> _RECORDS FOR THE EXERCISE_:
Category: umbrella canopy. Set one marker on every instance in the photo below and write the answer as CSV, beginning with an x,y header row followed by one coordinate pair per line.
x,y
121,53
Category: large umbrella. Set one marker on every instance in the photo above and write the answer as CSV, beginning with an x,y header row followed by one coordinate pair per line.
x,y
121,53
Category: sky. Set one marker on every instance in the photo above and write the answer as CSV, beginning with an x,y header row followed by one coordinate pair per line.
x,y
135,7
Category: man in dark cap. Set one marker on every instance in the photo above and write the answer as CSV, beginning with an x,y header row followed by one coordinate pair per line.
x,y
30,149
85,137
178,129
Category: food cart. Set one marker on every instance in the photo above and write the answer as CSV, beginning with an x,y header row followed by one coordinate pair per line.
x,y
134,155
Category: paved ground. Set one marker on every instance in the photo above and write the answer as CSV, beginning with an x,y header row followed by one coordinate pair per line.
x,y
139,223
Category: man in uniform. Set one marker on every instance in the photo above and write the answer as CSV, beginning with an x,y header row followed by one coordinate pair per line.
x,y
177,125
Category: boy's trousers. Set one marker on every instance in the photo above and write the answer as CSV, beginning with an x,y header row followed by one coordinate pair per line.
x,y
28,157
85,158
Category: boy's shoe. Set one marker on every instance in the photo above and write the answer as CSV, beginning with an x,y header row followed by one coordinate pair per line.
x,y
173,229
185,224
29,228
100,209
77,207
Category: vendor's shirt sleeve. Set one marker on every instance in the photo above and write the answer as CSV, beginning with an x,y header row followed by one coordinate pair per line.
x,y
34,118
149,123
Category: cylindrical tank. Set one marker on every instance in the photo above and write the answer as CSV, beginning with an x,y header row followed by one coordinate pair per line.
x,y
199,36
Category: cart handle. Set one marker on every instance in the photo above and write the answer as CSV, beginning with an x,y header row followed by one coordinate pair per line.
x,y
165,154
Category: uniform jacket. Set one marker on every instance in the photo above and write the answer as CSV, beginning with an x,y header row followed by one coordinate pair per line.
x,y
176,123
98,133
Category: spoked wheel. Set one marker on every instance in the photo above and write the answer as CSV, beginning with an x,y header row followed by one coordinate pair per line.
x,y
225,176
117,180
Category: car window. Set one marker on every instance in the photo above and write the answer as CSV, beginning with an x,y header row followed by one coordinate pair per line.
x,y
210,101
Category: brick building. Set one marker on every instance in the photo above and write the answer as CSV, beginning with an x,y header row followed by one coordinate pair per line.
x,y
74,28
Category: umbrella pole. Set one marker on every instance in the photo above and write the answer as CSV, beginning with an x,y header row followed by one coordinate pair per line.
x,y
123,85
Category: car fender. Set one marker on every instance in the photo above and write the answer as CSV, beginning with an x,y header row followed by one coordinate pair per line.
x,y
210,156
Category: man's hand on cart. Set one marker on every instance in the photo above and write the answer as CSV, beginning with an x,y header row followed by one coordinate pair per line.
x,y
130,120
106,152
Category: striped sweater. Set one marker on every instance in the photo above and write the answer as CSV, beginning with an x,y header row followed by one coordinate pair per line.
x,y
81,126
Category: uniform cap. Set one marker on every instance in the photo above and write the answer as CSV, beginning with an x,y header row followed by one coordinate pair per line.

> _TASK GOAL_: Each line above is to be restated exactly.

> _ANSWER FOR THE TASK_:
Category: umbrella canopy. Set one marker on every instance in the photo below and write the answer as CSV, beginning with an x,y header row followed by one coordinate pair per line.
x,y
121,53
Category: large umbrella. Set one marker on every instance in the photo above and write the answer as CSV, beginning with an x,y header row followed by one coordinate pair per line.
x,y
121,53
Category: sky. Set one marker on every instance in the photo above and write the answer as CSV, beginning with an x,y header row followed by one coordinate pair per line.
x,y
135,7
Category: man in dark cap. Set one marker on every instance in the photo above and write the answer as CSV, beginning with an x,y header row followed by one coordinate pair per line.
x,y
30,149
85,137
178,129
Category: food cart. Set one marker on every instance in the photo above and write the answer as CSV, beginning with an x,y header row followed by one coordinate pair per line.
x,y
134,155
Category: paved ground. Set one marker on every instance in the photo above and write the answer as CSV, beginning with an x,y header row followed by one coordinate pair per line.
x,y
139,223
Category: man in uniform. Set one marker on every instance in the photo above and write the answer as CSV, beginning with an x,y header row followed by one coordinate pair per line.
x,y
177,125
Category: boy's trousers. Set one marker on every instance in the photo above and write the answer as CSV, beginning with an x,y header row followed by one coordinate pair per line.
x,y
28,157
85,158
Category: boy's shoe. Set one marker on every instance in the photo above and write the answer as CSV, beginning with an x,y header row followed by one coordinate pair per line.
x,y
173,229
185,224
29,228
100,209
77,207
Category: vendor's shirt sleeve. Set one marker on every instance in the photo above and write the answer as CSV, beginning with an x,y header row followed by one coordinate pair per line.
x,y
34,118
149,123
Category: cylindrical tank. Set one marker on every instance in the photo above and write the answer as CSV, beginning with an x,y header row followed by one coordinate pair per line.
x,y
199,36
Category: cart handle. Set one marker on every instance in the photo above and write the answer as CSV, beginning with an x,y header row followed by one coordinate pair per line.
x,y
165,154
Category: uniform jacket. Set one marker on every instance in the photo above and write the answer as CSV, beginning with an x,y header row followed by one coordinate pair per line.
x,y
176,123
98,133
Category: spoked wheel. Set one marker on every instance in the photo above and write the answer as CSV, beginning with an x,y header row followed by one coordinate pair per line.
x,y
225,176
117,180
Category: car window. Set one marker on every instance in the photo above and write the answer as CSV, beginning with an x,y header row followed by one coordinate pair per line.
x,y
210,101
Category: brick building. Set one marker on every instance in the photo above and write the answer as CSV, beginning with an x,y header row followed by one coordinate pair per line.
x,y
74,28
Category: umbrella pole. Set one marker on every instance in the photo above and write the answer as CSV, beginning with an x,y header row followed by one coordinate pair per line.
x,y
123,85
Category: car fender. Set one marker on every instance in the photo above and write the answer as CSV, beginning with an x,y header row followed by one coordinate pair per line.
x,y
210,156
Category: man's hand on cart. Set one marker on every instance in the photo above and write the answer as CSV, beginning with an x,y header row followed by one coordinate pair per line.
x,y
130,120
106,152
Category: striped sweater. Set one marker on every instance in the photo above and write the answer as CSV, beginning with an x,y header row followed by one coordinate pair per line.
x,y
81,126
Category: uniform cap. Set one marker on every instance in the photo above and write the answer as CSV, beginning with an x,y header row followed by one coordinate pair per line.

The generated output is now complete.